Assignment — If anything in the data looks odd, keep it anyway and write the whole listing out unchanged.

.....

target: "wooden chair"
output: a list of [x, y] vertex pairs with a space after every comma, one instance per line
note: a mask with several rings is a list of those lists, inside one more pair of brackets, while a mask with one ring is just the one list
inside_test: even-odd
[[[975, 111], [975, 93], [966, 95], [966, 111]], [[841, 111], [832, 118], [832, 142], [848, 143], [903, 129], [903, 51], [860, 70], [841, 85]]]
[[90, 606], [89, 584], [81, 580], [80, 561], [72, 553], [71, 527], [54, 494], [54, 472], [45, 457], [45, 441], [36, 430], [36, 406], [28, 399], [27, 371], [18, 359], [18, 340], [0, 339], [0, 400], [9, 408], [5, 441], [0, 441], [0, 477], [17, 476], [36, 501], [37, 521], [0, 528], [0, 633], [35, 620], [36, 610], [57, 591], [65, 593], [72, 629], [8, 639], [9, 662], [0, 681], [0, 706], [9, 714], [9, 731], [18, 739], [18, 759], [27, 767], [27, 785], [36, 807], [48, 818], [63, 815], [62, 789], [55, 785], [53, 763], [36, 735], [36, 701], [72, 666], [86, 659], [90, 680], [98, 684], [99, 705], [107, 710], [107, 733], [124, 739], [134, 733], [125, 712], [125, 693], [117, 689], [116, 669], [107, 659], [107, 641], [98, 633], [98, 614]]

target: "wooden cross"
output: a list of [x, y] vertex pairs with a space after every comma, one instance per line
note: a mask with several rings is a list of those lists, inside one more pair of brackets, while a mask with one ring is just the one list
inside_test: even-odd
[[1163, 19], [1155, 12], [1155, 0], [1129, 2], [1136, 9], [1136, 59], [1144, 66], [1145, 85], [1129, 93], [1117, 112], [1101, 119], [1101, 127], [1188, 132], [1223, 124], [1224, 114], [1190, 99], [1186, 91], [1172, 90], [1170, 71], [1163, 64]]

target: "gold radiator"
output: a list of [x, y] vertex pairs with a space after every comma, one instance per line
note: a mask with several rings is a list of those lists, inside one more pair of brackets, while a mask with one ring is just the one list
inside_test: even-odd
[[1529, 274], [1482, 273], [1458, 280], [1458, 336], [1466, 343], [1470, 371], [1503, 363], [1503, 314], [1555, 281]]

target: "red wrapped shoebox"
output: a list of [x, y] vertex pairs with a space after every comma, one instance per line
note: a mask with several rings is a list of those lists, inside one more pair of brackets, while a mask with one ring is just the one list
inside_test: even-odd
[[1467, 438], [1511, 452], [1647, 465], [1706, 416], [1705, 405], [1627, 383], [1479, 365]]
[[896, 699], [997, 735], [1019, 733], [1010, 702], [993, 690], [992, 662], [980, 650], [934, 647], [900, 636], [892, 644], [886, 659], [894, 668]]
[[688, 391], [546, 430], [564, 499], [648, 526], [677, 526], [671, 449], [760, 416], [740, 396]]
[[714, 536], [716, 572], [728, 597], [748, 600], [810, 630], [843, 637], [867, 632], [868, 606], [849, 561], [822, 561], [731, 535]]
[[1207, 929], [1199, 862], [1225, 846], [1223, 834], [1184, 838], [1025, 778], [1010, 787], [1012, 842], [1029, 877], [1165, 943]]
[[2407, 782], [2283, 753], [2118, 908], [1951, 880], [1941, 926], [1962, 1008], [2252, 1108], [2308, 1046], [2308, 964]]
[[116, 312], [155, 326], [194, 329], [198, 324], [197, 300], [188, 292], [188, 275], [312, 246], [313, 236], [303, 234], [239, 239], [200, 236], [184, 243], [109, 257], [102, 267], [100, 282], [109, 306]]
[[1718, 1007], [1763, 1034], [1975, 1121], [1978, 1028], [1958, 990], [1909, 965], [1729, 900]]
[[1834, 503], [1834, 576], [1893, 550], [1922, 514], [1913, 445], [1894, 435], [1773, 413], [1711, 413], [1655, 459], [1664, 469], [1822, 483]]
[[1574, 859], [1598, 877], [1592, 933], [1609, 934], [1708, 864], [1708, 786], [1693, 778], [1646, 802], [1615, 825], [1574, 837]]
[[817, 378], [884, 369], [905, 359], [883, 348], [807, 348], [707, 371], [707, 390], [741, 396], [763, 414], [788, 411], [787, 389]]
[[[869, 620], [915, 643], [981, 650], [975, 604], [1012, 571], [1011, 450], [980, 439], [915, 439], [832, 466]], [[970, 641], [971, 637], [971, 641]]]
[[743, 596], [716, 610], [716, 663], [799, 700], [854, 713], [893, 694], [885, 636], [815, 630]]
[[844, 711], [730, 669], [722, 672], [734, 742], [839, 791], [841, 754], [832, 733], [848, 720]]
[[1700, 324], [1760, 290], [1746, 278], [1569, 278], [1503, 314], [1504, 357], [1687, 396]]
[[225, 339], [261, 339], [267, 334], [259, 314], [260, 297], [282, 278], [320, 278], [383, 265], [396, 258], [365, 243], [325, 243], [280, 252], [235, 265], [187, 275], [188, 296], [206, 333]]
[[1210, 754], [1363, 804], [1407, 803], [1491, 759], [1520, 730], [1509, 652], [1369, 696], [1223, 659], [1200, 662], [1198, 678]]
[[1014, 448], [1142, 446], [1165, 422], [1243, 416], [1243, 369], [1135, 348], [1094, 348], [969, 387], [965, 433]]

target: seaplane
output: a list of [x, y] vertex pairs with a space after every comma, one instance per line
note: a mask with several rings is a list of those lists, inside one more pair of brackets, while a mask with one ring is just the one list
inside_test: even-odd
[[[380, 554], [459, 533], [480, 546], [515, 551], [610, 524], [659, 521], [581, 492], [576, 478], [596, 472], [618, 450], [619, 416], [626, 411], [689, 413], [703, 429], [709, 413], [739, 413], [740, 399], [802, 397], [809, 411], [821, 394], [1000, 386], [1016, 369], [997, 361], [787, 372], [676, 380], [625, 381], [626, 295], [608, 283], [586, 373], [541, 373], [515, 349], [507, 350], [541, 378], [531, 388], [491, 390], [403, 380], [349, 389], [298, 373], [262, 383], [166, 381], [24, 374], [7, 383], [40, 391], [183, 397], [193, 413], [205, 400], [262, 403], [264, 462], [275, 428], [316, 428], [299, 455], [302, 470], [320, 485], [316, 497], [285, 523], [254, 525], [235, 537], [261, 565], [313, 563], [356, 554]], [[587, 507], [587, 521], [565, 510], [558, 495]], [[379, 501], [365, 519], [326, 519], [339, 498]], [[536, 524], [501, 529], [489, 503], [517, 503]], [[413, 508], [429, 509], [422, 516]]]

.....

Task result —
target: "wooden chair"
output: a list of [x, y] vertex pairs with a space after every comma, one instance per line
note: a mask with several rings is a list of those lists, inside one more pair of brackets, while a mask with one ring is just the one list
inside_test: even-odd
[[[975, 111], [975, 93], [966, 95], [966, 111]], [[841, 111], [832, 118], [832, 142], [848, 143], [903, 129], [903, 51], [860, 70], [841, 85]]]
[[90, 606], [89, 584], [81, 580], [80, 561], [72, 553], [71, 527], [54, 494], [54, 472], [45, 457], [45, 441], [36, 430], [36, 406], [28, 399], [27, 371], [18, 359], [18, 340], [0, 339], [0, 400], [9, 408], [5, 441], [0, 441], [0, 477], [17, 476], [36, 501], [37, 521], [0, 528], [0, 633], [35, 620], [36, 610], [57, 591], [65, 593], [72, 629], [8, 639], [9, 662], [0, 681], [0, 706], [9, 714], [9, 731], [18, 739], [18, 759], [27, 767], [27, 785], [36, 807], [48, 818], [63, 815], [62, 789], [55, 785], [53, 763], [36, 735], [36, 701], [72, 666], [86, 659], [90, 680], [98, 684], [99, 705], [107, 710], [107, 733], [124, 739], [134, 733], [125, 712], [125, 693], [117, 689], [116, 669], [107, 659], [107, 641], [98, 633], [98, 614]]

target: "wooden cross"
output: a list of [x, y] vertex pairs with a space after every comma, one instance per line
note: a mask with several rings is a list of those lists, inside one more pair of brackets, while a mask with one ring is just the one list
inside_test: even-odd
[[1163, 19], [1155, 12], [1155, 0], [1129, 2], [1136, 9], [1136, 59], [1144, 66], [1145, 85], [1129, 93], [1117, 112], [1101, 119], [1101, 127], [1188, 132], [1223, 124], [1224, 114], [1190, 99], [1186, 91], [1172, 90], [1170, 71], [1163, 64]]

target: "gold radiator"
output: a list of [x, y] vertex pairs with a space after every comma, one instance per line
note: a mask with several rings is a list of those lists, inside one more pair of brackets, while a mask with one ring is just the one list
inside_test: even-odd
[[1529, 274], [1482, 273], [1458, 280], [1458, 336], [1466, 343], [1470, 371], [1503, 363], [1503, 314], [1555, 281]]

target: "red wrapped shoebox"
output: a list of [x, y] vertex pairs with a space after every comma, one instance per line
note: a mask with several rings is a list of those lists, inside one more pair of brackets, while a mask with one ring is just the one list
inside_test: even-odd
[[1467, 438], [1511, 452], [1647, 465], [1706, 416], [1705, 405], [1627, 383], [1479, 365]]
[[896, 699], [997, 735], [1019, 733], [1010, 702], [993, 690], [992, 662], [980, 650], [934, 647], [900, 636], [892, 644], [886, 659], [894, 668]]
[[688, 391], [546, 430], [564, 499], [648, 526], [677, 526], [671, 449], [760, 416], [740, 396]]
[[714, 536], [716, 572], [728, 597], [748, 600], [810, 630], [843, 637], [867, 632], [868, 606], [849, 561], [822, 561], [731, 535]]
[[1207, 929], [1199, 862], [1225, 846], [1223, 834], [1184, 838], [1025, 778], [1010, 787], [1012, 842], [1029, 877], [1165, 943]]
[[2407, 782], [2283, 753], [2118, 908], [1951, 880], [1941, 926], [1962, 1008], [2252, 1108], [2308, 1046], [2308, 964]]
[[116, 312], [155, 326], [194, 329], [198, 324], [197, 300], [188, 292], [188, 275], [312, 246], [313, 236], [303, 234], [239, 239], [200, 236], [184, 243], [109, 257], [102, 267], [100, 282], [109, 306]]
[[1718, 1007], [1763, 1034], [1975, 1121], [1978, 1028], [1958, 990], [1909, 965], [1729, 900]]
[[1834, 503], [1834, 576], [1893, 550], [1922, 514], [1913, 445], [1894, 435], [1773, 413], [1711, 413], [1655, 459], [1664, 469], [1822, 483]]
[[1574, 859], [1598, 877], [1592, 933], [1609, 934], [1708, 864], [1708, 786], [1693, 778], [1646, 802], [1615, 825], [1574, 837]]
[[817, 378], [884, 369], [905, 359], [883, 348], [807, 348], [707, 371], [707, 390], [741, 396], [763, 414], [788, 411], [787, 389]]
[[[869, 620], [915, 643], [981, 650], [975, 604], [1012, 571], [1011, 450], [980, 439], [915, 439], [832, 466]], [[970, 641], [971, 637], [971, 641]]]
[[743, 596], [716, 610], [716, 663], [799, 700], [854, 713], [893, 694], [885, 636], [815, 630]]
[[844, 711], [730, 669], [722, 672], [734, 742], [839, 791], [841, 754], [832, 733], [848, 720]]
[[1700, 324], [1760, 290], [1746, 278], [1569, 278], [1503, 314], [1504, 357], [1687, 396]]
[[225, 339], [261, 339], [267, 334], [259, 314], [260, 297], [282, 278], [320, 278], [383, 265], [396, 258], [365, 243], [325, 243], [280, 252], [235, 265], [187, 275], [188, 296], [206, 333]]
[[1210, 754], [1363, 804], [1407, 803], [1491, 759], [1520, 730], [1509, 652], [1369, 696], [1223, 659], [1200, 662], [1198, 678]]
[[1014, 448], [1142, 446], [1165, 422], [1243, 416], [1243, 369], [1135, 348], [1094, 348], [969, 387], [965, 433]]

target: seaplane
output: a list of [x, y] vertex pairs with a space after every comma, one instance per line
note: a mask with several rings is a list of those lists, inside one more pair of brackets, while a mask with one ring is just the one list
inside_test: even-odd
[[[380, 554], [459, 533], [480, 546], [515, 551], [610, 524], [659, 521], [581, 492], [576, 478], [596, 472], [618, 450], [619, 416], [626, 411], [689, 413], [703, 429], [709, 413], [739, 413], [740, 399], [802, 397], [809, 411], [821, 394], [1000, 386], [1016, 369], [997, 361], [787, 372], [676, 380], [625, 381], [626, 295], [608, 283], [586, 373], [541, 373], [515, 349], [507, 350], [541, 378], [531, 388], [491, 390], [403, 380], [349, 389], [298, 373], [262, 383], [166, 381], [24, 374], [7, 383], [40, 391], [183, 397], [193, 413], [205, 400], [262, 403], [264, 462], [275, 428], [316, 428], [299, 455], [302, 470], [320, 485], [316, 497], [285, 523], [254, 525], [235, 537], [261, 565], [313, 563], [356, 554]], [[587, 507], [587, 521], [565, 510], [558, 495]], [[379, 501], [365, 519], [326, 519], [339, 498]], [[536, 524], [501, 529], [489, 503], [517, 503]], [[413, 508], [429, 509], [422, 516]]]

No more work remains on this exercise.